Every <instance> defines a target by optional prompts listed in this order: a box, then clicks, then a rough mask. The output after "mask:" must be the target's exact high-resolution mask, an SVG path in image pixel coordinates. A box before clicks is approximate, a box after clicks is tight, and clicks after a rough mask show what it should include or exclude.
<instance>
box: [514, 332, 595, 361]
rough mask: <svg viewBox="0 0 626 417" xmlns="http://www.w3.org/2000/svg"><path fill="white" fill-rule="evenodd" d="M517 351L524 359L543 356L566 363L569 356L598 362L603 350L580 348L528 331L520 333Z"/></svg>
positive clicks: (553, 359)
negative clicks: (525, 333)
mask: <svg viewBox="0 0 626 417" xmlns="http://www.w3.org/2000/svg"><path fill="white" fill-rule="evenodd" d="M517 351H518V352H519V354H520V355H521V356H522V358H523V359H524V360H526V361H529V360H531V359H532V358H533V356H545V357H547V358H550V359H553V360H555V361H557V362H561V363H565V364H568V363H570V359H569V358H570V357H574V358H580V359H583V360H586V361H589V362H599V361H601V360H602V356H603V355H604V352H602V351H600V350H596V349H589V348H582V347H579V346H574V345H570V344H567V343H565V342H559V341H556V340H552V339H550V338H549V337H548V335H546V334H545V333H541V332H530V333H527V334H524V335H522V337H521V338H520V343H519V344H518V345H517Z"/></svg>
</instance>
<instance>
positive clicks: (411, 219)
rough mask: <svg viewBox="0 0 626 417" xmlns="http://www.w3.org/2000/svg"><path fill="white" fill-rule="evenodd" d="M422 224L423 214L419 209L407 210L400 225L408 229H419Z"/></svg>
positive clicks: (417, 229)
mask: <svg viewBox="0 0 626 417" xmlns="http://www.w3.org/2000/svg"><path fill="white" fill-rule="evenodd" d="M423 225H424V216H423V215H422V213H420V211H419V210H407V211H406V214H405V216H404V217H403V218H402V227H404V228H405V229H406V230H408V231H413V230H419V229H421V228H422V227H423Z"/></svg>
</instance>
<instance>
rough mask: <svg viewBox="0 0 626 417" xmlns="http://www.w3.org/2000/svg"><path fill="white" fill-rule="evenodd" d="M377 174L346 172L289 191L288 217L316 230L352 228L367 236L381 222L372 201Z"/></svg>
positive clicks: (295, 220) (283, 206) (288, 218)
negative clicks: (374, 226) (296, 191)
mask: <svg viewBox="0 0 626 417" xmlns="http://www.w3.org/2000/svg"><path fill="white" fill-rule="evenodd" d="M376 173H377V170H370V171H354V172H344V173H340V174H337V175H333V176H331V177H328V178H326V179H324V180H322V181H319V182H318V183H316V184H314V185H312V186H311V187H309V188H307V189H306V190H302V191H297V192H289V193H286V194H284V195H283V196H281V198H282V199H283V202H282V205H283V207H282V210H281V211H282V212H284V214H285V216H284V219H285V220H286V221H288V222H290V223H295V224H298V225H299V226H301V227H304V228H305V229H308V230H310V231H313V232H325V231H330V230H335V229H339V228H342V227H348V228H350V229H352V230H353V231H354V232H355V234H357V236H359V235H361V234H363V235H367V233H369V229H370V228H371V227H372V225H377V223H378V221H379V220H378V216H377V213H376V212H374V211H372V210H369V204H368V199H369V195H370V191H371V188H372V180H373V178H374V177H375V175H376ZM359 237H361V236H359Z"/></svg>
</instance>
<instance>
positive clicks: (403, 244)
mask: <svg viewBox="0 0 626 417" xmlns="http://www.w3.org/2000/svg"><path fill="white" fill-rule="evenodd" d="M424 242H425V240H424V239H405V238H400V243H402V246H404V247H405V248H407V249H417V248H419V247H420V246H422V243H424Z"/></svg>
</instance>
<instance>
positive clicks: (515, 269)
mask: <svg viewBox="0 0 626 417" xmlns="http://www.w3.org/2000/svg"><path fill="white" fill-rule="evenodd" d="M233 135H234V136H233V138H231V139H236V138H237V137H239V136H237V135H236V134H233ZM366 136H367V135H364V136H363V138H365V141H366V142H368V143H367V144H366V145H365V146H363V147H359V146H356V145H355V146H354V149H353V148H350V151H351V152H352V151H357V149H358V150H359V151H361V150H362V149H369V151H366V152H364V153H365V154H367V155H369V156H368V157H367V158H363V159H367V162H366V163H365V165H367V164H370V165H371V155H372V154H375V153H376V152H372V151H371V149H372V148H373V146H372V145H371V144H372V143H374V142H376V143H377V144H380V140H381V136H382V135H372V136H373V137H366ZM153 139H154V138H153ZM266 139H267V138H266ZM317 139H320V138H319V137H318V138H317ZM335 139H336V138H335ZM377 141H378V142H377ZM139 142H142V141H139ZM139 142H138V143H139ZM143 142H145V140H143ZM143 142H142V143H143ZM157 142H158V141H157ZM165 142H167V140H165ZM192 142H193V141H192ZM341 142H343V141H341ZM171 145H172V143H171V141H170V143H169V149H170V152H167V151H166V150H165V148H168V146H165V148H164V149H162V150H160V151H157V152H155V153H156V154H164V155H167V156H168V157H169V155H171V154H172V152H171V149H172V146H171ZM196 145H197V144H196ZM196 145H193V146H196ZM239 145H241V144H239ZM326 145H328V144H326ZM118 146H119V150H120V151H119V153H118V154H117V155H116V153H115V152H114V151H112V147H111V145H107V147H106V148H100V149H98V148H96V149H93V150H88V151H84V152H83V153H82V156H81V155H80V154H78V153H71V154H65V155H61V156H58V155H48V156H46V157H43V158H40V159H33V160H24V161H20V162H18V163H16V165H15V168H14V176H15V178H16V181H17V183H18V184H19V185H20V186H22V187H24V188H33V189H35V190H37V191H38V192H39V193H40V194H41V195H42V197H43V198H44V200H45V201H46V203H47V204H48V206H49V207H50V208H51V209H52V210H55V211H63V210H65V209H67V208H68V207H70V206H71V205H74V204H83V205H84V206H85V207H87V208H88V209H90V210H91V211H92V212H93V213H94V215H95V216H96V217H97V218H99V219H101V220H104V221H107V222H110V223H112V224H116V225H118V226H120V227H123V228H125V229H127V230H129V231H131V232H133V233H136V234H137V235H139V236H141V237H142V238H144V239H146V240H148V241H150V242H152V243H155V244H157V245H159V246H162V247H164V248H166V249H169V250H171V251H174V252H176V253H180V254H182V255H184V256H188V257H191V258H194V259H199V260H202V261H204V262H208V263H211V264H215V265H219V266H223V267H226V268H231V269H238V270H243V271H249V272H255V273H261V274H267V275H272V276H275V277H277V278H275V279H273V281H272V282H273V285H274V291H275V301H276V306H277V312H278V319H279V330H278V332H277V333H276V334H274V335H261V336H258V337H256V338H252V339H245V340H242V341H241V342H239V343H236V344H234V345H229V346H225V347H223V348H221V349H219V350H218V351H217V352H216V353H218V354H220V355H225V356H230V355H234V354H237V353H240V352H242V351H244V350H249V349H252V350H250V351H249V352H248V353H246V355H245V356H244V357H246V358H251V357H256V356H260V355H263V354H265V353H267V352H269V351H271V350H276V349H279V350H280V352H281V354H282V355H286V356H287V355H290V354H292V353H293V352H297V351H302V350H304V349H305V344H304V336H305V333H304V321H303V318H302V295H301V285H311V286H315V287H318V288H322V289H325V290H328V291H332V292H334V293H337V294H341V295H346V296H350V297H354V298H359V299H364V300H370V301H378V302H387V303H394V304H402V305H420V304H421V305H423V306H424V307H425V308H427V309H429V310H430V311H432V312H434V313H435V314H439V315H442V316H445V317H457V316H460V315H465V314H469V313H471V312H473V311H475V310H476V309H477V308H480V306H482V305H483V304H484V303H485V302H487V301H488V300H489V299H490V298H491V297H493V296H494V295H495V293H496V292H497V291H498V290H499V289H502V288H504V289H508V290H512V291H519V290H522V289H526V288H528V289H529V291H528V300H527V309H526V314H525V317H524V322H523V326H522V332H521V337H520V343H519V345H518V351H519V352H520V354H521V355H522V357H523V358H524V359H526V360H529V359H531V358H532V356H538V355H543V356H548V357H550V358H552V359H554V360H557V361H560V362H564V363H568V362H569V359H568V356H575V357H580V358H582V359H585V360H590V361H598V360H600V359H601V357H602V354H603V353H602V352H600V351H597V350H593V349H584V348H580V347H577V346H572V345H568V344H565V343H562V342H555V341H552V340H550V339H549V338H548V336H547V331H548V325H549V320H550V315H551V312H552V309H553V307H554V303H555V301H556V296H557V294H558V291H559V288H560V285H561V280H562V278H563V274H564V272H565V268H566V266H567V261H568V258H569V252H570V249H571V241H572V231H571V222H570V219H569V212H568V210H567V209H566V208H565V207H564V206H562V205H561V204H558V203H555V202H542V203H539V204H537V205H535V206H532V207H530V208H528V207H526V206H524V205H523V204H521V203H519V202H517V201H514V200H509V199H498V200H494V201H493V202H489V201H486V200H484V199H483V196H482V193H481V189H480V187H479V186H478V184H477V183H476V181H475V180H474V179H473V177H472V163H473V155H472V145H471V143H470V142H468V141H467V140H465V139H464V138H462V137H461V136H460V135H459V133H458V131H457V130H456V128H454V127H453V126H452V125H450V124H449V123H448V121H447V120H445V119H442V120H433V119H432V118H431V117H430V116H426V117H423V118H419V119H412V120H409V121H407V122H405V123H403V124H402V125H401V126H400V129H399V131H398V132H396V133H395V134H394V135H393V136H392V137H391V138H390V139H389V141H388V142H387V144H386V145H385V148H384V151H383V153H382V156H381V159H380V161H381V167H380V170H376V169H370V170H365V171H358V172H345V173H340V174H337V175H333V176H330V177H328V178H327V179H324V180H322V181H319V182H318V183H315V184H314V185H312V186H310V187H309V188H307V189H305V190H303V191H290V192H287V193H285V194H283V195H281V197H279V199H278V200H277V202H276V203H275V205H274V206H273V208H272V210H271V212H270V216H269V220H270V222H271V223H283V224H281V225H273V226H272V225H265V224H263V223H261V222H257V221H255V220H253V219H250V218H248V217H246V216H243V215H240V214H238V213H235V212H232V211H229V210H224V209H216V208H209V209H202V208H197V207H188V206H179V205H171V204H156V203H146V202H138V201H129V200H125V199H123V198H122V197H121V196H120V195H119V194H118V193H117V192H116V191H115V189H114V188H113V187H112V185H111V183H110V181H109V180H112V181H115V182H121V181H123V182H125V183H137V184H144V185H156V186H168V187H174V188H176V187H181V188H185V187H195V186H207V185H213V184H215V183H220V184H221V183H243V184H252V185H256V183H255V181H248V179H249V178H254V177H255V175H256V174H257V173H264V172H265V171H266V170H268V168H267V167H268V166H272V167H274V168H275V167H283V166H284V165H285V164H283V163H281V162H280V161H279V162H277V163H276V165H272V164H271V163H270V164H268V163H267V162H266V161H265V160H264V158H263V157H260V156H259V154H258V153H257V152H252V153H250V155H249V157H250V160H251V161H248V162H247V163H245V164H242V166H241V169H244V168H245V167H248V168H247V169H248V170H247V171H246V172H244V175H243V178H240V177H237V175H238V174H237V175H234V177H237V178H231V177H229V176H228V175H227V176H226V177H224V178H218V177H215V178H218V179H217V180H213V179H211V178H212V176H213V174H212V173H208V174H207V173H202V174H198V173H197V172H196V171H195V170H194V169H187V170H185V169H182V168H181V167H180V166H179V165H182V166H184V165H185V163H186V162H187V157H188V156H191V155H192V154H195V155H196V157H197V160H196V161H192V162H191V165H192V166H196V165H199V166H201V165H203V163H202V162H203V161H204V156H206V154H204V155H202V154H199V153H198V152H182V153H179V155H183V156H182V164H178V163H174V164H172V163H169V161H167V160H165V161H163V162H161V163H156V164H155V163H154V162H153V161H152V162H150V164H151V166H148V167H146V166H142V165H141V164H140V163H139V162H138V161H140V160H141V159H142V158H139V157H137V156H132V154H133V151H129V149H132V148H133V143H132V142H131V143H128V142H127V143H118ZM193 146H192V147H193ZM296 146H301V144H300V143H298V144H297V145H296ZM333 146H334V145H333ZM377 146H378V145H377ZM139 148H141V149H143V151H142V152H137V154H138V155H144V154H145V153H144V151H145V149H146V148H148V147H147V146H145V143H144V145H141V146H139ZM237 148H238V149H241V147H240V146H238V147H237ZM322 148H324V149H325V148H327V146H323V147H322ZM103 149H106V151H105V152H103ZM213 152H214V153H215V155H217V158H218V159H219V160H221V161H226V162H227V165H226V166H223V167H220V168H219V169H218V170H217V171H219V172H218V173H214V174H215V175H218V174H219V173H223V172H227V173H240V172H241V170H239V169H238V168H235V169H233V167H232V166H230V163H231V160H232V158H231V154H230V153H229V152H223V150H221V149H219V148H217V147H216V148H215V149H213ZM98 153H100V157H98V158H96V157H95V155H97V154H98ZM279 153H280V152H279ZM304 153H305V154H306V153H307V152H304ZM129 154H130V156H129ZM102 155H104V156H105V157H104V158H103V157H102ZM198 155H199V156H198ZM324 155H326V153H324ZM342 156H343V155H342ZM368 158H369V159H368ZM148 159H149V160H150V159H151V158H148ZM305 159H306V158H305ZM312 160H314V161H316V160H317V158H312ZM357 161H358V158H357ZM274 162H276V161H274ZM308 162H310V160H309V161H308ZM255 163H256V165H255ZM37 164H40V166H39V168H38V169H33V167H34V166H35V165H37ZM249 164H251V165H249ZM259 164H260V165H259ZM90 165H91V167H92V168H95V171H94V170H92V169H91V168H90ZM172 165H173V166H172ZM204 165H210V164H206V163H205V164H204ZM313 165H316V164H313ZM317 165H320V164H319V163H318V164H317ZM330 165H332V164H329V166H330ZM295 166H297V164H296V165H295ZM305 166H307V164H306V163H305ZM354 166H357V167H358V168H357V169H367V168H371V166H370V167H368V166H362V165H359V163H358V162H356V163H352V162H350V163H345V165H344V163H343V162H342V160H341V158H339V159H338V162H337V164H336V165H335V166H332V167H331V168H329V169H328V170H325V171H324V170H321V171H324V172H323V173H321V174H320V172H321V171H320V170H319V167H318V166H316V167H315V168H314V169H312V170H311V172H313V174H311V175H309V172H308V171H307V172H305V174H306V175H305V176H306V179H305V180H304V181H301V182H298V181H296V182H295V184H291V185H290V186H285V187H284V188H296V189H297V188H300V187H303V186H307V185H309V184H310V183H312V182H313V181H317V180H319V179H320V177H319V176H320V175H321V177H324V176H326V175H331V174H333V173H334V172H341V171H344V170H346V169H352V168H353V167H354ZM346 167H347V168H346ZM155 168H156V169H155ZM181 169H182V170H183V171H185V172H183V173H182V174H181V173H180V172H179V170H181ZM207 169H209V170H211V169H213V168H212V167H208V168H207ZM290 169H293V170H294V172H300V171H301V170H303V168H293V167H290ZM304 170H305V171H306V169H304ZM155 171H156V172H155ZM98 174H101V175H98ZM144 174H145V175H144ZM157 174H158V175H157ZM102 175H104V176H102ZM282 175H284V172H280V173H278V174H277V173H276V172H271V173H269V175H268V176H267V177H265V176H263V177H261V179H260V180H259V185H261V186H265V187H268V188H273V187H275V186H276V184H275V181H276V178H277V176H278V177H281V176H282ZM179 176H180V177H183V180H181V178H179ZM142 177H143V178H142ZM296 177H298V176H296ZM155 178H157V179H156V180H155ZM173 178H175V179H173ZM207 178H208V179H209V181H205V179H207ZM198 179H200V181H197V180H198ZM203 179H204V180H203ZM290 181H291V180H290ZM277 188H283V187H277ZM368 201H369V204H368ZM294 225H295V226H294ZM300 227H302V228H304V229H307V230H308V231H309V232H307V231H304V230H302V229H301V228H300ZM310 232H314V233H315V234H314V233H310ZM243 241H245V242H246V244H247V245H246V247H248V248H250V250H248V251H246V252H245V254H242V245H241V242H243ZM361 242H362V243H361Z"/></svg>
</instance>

◇ ◇ ◇

- TASK ITEM
Using the material above, filter for lines holding "positive" and copy each one.

- YOUR SOLUTION
positive clicks: (553, 359)
positive clicks: (411, 219)
positive clicks: (417, 229)
positive clicks: (295, 220) (283, 206) (288, 218)
positive clicks: (403, 244)
positive clicks: (515, 269)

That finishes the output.